— BEGIN SOURCE RECORDS —

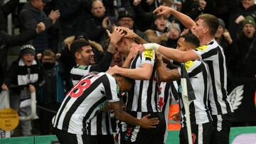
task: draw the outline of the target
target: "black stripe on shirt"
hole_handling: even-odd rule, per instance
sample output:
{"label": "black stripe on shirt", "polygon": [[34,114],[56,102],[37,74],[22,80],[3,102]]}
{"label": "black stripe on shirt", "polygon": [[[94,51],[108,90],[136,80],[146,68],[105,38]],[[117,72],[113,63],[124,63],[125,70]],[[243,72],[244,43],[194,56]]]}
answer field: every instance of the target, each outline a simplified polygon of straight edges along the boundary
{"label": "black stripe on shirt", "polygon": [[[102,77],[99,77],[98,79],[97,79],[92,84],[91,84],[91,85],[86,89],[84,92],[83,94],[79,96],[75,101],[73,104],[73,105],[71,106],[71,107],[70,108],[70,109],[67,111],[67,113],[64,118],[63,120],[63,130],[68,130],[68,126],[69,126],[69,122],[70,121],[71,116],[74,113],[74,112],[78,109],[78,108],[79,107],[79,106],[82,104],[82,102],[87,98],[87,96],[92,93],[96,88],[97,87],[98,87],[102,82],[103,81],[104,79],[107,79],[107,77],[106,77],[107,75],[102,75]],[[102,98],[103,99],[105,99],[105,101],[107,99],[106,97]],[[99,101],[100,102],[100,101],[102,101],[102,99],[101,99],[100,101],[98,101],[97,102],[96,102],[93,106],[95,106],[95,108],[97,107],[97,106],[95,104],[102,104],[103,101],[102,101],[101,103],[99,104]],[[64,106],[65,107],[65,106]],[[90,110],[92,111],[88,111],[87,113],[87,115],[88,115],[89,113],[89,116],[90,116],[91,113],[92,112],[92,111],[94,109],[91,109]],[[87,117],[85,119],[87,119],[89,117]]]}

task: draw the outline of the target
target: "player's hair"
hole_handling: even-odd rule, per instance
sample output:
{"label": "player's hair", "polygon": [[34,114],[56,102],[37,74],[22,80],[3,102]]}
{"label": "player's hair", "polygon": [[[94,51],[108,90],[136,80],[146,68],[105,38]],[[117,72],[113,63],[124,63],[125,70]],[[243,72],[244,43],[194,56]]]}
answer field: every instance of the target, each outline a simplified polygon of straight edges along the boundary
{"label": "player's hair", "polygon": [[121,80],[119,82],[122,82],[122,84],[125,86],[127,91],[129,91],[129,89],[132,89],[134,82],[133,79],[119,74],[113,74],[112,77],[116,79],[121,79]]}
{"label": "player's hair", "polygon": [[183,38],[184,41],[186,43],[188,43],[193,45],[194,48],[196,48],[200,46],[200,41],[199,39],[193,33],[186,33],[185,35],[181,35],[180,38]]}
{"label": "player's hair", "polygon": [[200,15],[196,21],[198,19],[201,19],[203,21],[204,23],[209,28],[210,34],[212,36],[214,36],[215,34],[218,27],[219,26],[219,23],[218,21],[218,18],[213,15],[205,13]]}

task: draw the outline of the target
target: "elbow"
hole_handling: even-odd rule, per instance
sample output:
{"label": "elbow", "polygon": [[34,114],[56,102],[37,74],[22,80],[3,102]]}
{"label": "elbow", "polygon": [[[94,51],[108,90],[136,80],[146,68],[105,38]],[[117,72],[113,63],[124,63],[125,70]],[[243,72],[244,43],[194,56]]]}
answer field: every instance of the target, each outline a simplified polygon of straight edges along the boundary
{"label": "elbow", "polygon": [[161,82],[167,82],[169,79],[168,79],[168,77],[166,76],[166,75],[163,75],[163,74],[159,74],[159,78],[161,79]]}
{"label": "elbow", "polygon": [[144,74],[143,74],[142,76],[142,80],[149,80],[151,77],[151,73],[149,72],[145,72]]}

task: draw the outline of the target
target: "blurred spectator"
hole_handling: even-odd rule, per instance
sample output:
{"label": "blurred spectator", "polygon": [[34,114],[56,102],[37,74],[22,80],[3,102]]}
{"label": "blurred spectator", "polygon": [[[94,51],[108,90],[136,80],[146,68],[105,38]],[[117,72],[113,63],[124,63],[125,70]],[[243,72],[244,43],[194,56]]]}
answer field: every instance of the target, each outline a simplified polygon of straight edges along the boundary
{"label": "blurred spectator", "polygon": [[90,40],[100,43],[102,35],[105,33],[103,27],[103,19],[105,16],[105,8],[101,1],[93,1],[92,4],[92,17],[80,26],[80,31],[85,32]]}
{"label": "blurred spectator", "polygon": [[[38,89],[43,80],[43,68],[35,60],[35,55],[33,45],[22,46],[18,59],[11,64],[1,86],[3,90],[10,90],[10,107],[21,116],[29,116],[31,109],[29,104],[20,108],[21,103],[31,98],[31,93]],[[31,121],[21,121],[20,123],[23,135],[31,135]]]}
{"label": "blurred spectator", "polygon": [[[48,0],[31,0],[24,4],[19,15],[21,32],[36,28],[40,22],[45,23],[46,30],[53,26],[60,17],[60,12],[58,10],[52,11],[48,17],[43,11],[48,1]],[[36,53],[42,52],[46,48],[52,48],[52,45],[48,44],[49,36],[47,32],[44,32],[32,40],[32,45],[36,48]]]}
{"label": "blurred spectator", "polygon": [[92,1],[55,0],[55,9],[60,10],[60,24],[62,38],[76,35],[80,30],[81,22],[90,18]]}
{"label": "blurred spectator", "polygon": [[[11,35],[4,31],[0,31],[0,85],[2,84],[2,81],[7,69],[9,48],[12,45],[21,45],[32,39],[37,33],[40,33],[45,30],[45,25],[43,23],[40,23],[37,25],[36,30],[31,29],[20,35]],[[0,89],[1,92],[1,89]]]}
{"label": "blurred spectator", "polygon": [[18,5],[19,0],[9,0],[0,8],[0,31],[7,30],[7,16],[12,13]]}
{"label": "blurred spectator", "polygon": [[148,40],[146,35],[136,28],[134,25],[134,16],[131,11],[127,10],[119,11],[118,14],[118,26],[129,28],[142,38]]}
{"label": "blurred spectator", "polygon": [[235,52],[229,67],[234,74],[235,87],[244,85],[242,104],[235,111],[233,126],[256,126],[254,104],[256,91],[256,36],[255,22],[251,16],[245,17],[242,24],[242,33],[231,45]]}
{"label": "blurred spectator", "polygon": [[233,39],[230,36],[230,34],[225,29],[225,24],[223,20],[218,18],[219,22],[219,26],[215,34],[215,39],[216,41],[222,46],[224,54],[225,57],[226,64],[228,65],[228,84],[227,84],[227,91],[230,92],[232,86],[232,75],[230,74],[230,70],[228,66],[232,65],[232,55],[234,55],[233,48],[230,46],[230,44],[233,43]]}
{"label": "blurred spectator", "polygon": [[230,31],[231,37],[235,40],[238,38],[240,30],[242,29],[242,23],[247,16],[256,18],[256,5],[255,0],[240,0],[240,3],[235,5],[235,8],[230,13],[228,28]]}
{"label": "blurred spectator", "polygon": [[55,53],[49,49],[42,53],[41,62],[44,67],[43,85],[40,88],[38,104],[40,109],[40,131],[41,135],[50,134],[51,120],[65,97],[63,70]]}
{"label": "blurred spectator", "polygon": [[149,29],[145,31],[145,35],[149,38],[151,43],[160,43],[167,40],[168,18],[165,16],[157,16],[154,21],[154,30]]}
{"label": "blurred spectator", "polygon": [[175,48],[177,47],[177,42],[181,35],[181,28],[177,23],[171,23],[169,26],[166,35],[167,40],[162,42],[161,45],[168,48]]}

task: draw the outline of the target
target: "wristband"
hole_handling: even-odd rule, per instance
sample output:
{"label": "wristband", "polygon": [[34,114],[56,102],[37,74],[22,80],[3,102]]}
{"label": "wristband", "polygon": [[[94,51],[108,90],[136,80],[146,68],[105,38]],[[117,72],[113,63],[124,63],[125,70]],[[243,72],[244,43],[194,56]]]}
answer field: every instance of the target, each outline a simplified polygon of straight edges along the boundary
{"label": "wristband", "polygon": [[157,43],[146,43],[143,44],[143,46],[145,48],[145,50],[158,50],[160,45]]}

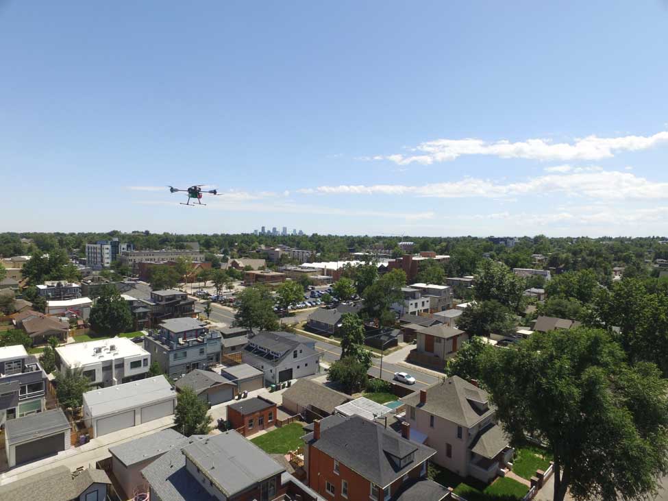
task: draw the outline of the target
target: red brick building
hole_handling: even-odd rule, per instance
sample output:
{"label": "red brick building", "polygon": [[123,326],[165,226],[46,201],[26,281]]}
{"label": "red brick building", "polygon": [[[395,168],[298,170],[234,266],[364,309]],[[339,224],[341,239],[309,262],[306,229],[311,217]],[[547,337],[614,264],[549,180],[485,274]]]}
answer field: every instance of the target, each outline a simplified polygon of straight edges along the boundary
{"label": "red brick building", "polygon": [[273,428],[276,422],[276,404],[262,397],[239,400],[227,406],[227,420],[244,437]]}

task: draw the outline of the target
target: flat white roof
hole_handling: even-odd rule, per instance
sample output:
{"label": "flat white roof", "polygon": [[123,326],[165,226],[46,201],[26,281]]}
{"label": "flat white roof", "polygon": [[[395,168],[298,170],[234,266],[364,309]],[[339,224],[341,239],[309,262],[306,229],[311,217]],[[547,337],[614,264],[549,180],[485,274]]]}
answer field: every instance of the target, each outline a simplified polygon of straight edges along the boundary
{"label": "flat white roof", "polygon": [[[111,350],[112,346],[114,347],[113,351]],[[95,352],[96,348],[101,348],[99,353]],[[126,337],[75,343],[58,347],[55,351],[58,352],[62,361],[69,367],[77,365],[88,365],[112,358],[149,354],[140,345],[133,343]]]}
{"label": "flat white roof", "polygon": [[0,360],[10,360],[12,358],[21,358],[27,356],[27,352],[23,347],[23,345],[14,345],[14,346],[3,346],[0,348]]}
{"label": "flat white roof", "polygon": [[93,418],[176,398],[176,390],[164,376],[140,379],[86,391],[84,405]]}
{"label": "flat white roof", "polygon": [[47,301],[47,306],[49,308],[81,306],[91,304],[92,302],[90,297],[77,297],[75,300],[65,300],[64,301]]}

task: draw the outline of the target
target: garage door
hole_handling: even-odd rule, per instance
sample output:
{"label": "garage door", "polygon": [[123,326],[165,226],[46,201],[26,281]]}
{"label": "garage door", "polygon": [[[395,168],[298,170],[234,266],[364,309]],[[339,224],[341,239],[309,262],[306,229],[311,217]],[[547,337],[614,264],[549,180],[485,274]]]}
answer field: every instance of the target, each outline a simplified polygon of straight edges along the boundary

— END SOURCE RECORDS —

Count the lines in the items above that contain the string "white". Reply with that number alone.

* **REPLY TO THE EXERCISE**
7